* _Direction_: Reproduce every line of the data below verbatim, from start to finish.
— START Information given —
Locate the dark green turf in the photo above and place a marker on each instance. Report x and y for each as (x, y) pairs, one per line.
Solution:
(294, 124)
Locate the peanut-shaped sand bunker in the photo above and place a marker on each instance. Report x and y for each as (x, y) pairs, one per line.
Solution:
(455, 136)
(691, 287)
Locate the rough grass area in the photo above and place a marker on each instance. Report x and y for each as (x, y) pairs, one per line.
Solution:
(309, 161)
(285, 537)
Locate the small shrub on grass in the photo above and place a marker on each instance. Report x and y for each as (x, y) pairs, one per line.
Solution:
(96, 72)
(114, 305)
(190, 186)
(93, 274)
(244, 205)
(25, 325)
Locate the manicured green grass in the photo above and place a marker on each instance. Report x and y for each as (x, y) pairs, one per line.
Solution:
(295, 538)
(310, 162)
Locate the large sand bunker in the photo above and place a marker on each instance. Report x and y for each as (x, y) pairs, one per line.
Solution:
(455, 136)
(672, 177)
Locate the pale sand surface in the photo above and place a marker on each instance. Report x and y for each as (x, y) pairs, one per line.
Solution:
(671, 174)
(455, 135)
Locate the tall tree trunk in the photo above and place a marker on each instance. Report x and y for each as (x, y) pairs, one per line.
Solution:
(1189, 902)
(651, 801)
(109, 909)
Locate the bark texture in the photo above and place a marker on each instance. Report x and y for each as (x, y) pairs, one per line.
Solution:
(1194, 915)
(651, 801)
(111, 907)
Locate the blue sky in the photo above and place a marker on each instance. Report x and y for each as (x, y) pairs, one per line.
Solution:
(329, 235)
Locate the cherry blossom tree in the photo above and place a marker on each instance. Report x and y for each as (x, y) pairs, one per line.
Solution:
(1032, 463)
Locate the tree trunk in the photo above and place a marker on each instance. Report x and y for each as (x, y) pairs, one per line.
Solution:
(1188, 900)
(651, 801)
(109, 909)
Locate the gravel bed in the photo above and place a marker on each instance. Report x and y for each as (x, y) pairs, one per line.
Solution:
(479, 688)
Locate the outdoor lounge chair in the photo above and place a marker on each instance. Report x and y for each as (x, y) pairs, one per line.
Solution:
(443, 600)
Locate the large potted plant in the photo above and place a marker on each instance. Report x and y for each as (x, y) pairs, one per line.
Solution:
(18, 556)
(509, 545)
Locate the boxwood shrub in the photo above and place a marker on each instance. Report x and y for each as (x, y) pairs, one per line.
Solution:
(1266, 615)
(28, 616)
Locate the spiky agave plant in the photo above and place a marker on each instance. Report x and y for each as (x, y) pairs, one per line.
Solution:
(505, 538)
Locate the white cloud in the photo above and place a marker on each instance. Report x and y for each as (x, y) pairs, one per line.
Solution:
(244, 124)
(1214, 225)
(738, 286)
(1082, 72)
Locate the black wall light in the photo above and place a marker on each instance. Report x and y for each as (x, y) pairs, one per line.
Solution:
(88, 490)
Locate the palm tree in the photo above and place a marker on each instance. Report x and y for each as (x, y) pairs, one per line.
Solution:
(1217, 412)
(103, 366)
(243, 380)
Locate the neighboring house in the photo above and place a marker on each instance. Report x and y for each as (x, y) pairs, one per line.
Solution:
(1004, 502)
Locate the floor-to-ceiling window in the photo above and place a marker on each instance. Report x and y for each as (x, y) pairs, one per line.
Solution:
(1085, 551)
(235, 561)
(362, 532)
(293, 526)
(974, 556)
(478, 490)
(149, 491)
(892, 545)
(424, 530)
— END Information given —
* _Exercise solution_:
Locate the dark green turf in the photo above and place a marker on each instance. Report x and y for each as (x, y) pairs, one per line.
Solution:
(294, 124)
Locate the peanut-shaped sand bunker in the photo above and place a marker on each instance. Report x and y for each as (x, y) pairs, one per line.
Solution:
(455, 136)
(691, 287)
Locate the rough grass area in the photo above and place a marker on each instance. Report x and y for each as (x, y) pairs, one per line.
Solution:
(309, 161)
(285, 537)
Locate the small shrub on grass in the photo above and place a marker on each instance. Report x and y for each as (x, y) pairs, one per line.
Solution:
(96, 72)
(114, 305)
(190, 186)
(93, 274)
(244, 205)
(25, 325)
Locate the manicured green grass in the photo above and place a marker on each instance. Report x and y for each as (x, y) pairs, one per line.
Solution:
(295, 538)
(310, 162)
Locate the large sand bunker in the photo above and place a marker on each instance. Report x and y for each as (x, y) pairs, one per line.
Solution:
(455, 136)
(672, 177)
Locate the pale sand surface in the photo above and place a marker on each instance. Report x and y for each as (x, y) pairs, one per line.
Solution:
(671, 174)
(455, 135)
Locate the tall tree trunk in the photo above and place a marker on each instance. Report x and y for each as (x, y) pairs, one per line.
Solution:
(1189, 902)
(651, 801)
(109, 909)
Locate the bark texture in the photo above and place a marker on each instance. Report x and y for each as (x, y) pairs, one per line.
Solution:
(1194, 915)
(651, 801)
(111, 907)
Locate the blue sky in the photo above and place a marker on each instance. Report x and y for each as (x, y) pairs, one per line.
Solution:
(329, 235)
Locate the cherry blossom tree in the photo above and place a marker on each instance. Report x and y for each as (x, y) pairs, one per line.
Solution:
(1032, 463)
Locate the tree trunk in the photo above and place a marker on each instance. Report x and y for each as (x, y) pairs, one per line.
Solution:
(1188, 900)
(651, 801)
(109, 909)
Locate the gravel bed in the photo above and place a marker on each instance. Report x and y for each as (x, y) pairs, one per line.
Solution:
(479, 688)
Locate the outdoor lounge chair in the photo above and place a marker on each instance. Report x and y for each as (x, y) pairs, one per line.
Solution:
(443, 600)
Locate the large potted plant in the photo above and place a marker on each instance. Report x and y for each as (x, y) pairs, one per line.
Solution:
(18, 556)
(509, 545)
Locate the boxwood shrub in the photo above and place a marker on each instance. Report x and y for each as (x, y) pairs, one per line.
Solution:
(1266, 615)
(28, 616)
Locate the spiky agave plant in the photo above and place a marker on each instance. Report x and y for each as (x, y) pairs, one per line.
Solution:
(505, 538)
Locate the white cloud in the photo above and place a marker on each instance. Report x and y for each as (x, y) pairs, one per line.
Solution:
(244, 124)
(1214, 225)
(738, 286)
(1082, 72)
Locate the black wall light in the photo above and place a marker on each instance. Report x and y for each as (x, y) pairs, one per line.
Solution:
(88, 490)
Locate the palm tree in the photo above and place a marker on each instance. Report x and y for each as (x, y) pairs, one per line.
Solution:
(1217, 412)
(103, 366)
(243, 380)
Locate the neighboring house in the photo above and place a marker on each instance. Report x and y for each as (x, y) pairs, one per line.
Solution:
(1004, 502)
Locate the floor-to-ceiling window in the photo above and place a marker on each instance. Report x and y for each as (x, y) pairs, one per line.
Solution:
(1085, 551)
(235, 561)
(362, 532)
(293, 526)
(974, 556)
(478, 490)
(149, 491)
(892, 545)
(424, 530)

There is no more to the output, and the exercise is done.